- **What to work on**
Without omitting anything, retype the data that follows.

[start of Given data]

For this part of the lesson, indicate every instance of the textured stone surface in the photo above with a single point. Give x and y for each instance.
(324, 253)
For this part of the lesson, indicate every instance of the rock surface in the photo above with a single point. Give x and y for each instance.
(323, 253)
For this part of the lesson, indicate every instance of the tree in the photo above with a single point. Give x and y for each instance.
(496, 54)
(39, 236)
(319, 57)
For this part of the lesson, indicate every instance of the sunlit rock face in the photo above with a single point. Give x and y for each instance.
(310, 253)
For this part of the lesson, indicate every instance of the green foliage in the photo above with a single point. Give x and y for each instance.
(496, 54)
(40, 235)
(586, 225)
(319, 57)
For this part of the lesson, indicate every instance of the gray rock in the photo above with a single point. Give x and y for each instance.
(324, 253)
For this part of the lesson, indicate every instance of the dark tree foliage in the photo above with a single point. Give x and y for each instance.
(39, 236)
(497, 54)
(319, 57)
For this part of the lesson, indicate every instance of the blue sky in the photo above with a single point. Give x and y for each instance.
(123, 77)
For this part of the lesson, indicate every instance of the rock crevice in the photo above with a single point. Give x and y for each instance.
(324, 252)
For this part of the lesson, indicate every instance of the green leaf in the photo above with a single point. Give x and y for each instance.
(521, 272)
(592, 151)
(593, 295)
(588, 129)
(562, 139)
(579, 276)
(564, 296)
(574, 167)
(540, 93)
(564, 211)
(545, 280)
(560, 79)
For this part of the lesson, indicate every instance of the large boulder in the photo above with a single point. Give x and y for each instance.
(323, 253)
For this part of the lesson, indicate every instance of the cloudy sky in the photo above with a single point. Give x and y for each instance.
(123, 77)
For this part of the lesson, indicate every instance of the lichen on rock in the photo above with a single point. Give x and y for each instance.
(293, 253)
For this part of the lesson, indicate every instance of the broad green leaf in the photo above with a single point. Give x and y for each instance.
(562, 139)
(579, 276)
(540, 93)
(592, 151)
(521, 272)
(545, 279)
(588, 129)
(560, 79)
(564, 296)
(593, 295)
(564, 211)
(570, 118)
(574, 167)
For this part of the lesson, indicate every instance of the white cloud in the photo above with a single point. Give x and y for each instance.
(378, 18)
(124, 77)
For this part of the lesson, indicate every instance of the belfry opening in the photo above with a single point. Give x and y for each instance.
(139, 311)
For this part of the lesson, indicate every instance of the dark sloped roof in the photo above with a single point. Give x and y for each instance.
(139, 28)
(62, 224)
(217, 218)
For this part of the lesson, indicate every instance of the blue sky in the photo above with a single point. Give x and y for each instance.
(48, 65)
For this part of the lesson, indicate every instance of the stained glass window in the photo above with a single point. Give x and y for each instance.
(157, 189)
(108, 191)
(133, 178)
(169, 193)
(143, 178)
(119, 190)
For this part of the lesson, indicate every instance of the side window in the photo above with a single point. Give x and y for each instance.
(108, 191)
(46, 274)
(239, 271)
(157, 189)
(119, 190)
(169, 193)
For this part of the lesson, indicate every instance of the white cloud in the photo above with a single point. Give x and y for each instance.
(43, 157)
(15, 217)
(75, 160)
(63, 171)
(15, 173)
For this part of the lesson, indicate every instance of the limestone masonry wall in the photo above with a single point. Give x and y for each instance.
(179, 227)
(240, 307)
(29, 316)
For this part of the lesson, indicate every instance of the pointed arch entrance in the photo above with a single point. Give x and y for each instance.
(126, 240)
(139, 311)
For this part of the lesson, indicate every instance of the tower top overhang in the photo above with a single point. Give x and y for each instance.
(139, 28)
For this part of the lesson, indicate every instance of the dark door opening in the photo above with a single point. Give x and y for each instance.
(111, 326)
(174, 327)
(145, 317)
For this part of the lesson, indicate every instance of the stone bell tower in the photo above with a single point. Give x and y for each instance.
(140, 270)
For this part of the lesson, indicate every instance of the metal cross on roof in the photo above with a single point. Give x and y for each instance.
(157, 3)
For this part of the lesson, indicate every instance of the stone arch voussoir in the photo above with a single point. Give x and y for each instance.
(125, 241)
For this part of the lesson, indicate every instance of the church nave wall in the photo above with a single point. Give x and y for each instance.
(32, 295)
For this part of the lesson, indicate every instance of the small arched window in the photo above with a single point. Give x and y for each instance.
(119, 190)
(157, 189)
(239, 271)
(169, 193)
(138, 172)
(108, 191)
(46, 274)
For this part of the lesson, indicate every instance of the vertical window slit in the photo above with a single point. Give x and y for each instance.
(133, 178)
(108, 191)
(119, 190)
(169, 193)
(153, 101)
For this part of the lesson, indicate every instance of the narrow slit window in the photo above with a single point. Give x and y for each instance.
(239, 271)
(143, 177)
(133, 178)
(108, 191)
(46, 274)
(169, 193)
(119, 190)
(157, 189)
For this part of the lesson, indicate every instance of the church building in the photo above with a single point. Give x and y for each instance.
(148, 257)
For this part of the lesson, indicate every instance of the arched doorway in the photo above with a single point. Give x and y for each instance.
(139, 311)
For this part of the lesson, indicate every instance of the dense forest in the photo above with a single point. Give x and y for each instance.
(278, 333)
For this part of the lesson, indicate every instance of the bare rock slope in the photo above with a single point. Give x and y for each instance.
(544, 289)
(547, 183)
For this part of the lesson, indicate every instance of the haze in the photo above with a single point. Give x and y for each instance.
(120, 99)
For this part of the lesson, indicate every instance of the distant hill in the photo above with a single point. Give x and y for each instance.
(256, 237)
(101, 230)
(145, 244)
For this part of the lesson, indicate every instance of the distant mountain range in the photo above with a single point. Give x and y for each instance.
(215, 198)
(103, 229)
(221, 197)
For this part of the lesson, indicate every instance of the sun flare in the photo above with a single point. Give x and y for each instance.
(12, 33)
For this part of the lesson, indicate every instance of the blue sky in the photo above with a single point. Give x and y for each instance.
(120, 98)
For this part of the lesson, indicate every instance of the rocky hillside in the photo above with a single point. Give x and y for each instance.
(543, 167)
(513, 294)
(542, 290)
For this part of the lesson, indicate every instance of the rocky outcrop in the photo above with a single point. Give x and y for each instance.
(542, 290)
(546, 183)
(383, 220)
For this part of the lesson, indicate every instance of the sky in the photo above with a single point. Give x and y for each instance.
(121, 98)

[end of Given data]

- **Written solution**
For this part of the lesson, indicate every instance of the textured stone surface in the photo above with a single point. Give x and y for each instance.
(324, 253)
For this part of the lesson, indicate every instance of the rock surface in the photo above with a single point. Give x and y for each instance.
(323, 253)
For this part of the lesson, indicate every instance of the tree in the photo above with a single point. Give x and y for each instance.
(496, 54)
(39, 236)
(319, 57)
For this part of the lesson, indicate every instance of the sunlit rock face in the photo above with a single point. Give x and y for each instance.
(310, 253)
For this part of the lesson, indicate every instance of the green foliage in the photo above with a single point. Give x and y for each instance.
(496, 54)
(40, 235)
(586, 225)
(319, 57)
For this part of the lesson, indicate every instance of the gray rock in the photo above with a single point. Give x and y for each instance.
(324, 253)
For this part of the lesson, indicate every instance of the dark tree foliage in the photo above with a single point. Give x and y for each instance.
(39, 236)
(497, 54)
(319, 57)
For this part of the lesson, indicate every instance of the blue sky in the photo above with a single point. Give x and y for each instance.
(123, 77)
For this part of the lesson, indicate every instance of the rock crevice in the photo above with a single point. Give x and y for each instance.
(324, 252)
For this part of the lesson, indicate every instance of the green leaf in the photo above with a single point. Give x and y for each instance.
(521, 272)
(592, 151)
(593, 295)
(588, 129)
(562, 139)
(579, 276)
(564, 296)
(574, 167)
(540, 93)
(564, 211)
(545, 280)
(560, 79)
For this part of the lesson, indicate every instance of the large boulder in the photo above with a single point. Give x and y for each instance.
(323, 253)
For this part of the lesson, indicate every instance of the cloudy sky in the photo above with a single point. Give x and y for each instance.
(123, 77)
For this part of the lesson, indicate every instance of the lichen on rock in the photo above with a single point. Give x and y for each instance.
(293, 253)
For this part of the lesson, indicate every instance of the broad green leaf in the photo above with a single point. Give x and y for each instance.
(562, 139)
(579, 276)
(540, 93)
(592, 151)
(521, 272)
(545, 279)
(588, 129)
(560, 79)
(564, 296)
(593, 295)
(564, 211)
(570, 118)
(574, 167)
For this part of the lesson, indicate every instance of the white cloud in the photo above with a single point. Give x and y for each instance.
(378, 18)
(124, 77)
For this part of the lesson, indicate every instance of the belfry opening in the photo above with a single point. Give x and y for each instance.
(139, 311)
For this part of the lesson, indicate every instance of the dark sloped roof in the photo above with a single point. Give x and y for each instance.
(139, 28)
(62, 224)
(217, 218)
For this part of the lesson, indicate every instance of the blue sky in the photo above with a single point. Give x and y for each instance.
(48, 65)
For this part of the lesson, indicate every instance of the stained glass window in the photo above with a single point. Give x and y for each instance.
(157, 189)
(108, 191)
(133, 178)
(169, 193)
(143, 178)
(119, 190)
For this part of the lesson, indicate every instance of the side window in the photo above with a single point. Give x and y for each instance.
(108, 191)
(46, 274)
(239, 271)
(157, 189)
(119, 190)
(169, 193)
For this part of the lesson, indicate every instance of the white cloud in the photo above with a single point. Give x and y for each instance.
(43, 157)
(15, 217)
(75, 160)
(63, 171)
(15, 173)
For this part of the lesson, indicate every instance of the limestone masonry wall in the photo above with a single point. Give x and y for each instance.
(179, 227)
(240, 307)
(29, 316)
For this part of the lesson, indicate every instance of the pointed arch entrance in the photo above with a single point. Give x and y for each instance.
(126, 240)
(139, 311)
For this part of the lesson, indicate every instance of the tower top overhang in the photo above with a single point. Give x and y for each instance.
(139, 28)
For this part of the lesson, indicate every instance of the dark door opening in the photo above with a single point. Give x and y for each instance.
(111, 326)
(174, 327)
(145, 317)
For this part of the lesson, indicate every instance of the stone bell tower in the photo above with a single point. Give x and y for each instance.
(140, 270)
For this part of the lesson, indicate every instance of the metal cross on roof in the photo above with a single point. Give x and y for each instance.
(157, 3)
For this part of the lesson, indicate every instance of the stone arch voussoir in the photo above with a single point. Give x and y for each instance.
(125, 241)
For this part of the lesson, indicate every instance of the church nave wall in the photo above with a single point. Give x and y for each instance.
(32, 295)
For this part of the lesson, indicate every instance of the small arched window in the photo above with a single point. Give x and y for each instance.
(119, 190)
(157, 189)
(239, 271)
(169, 193)
(138, 172)
(108, 191)
(46, 274)
For this part of the lesson, indicate every instance of the vertical window slit in the photo above with a single point. Give x and y for each instance.
(133, 178)
(108, 191)
(119, 190)
(169, 193)
(153, 101)
For this part of the lesson, indicate every instance of the narrow slit window in the photo above with a single point. Give x and y for each instance.
(239, 271)
(143, 177)
(133, 178)
(108, 191)
(46, 274)
(169, 193)
(119, 190)
(157, 189)
For this part of the lesson, indicate every instance of the church building in the photo above with a single point. Give x and y for each instance.
(148, 257)
For this part of the lesson, indicate every instance of the arched doorway in the photo above with a single point. Give x and y for each instance.
(139, 311)
For this part of the lesson, indicate every instance of the dense forest in the photo above with a single point. Give x and y for each instance.
(278, 333)
For this part of the lesson, indicate every instance of the bare rock slope in the photo above with a single point. Give x and y for each instance.
(544, 289)
(547, 183)
For this part of the lesson, indicate every instance of the haze in the photo above with a single point. Give x and y for each instance.
(120, 99)
For this part of the lesson, indicate every instance of the distant hill in the photo above with a single point. Give x and y for each instance.
(256, 237)
(101, 230)
(145, 244)
For this part of the lesson, indicate every instance of the distant mountain range in the photo above with a single point. Give x and y for each instance.
(215, 198)
(103, 229)
(221, 197)
For this part of the lesson, indicate every instance of the sun flare in the photo above with a single point. Give x and y for each instance.
(12, 33)
For this part of the lesson, indicate every instance of the blue sky in the photo above with a single point. Give x and y for each instance.
(120, 98)
For this part of the lesson, indicate every instance of the rocky hillside in the photo above with a single point. Give x and y for each instance.
(543, 167)
(513, 294)
(542, 290)
For this part of the lesson, indicate every instance of the rocky outcrop in the photo above with a single point. Give x and y for each instance.
(542, 290)
(546, 183)
(383, 220)
For this part of the lesson, indicate every instance of the sky in the photo above with a single point. Give x and y for each instance.
(121, 98)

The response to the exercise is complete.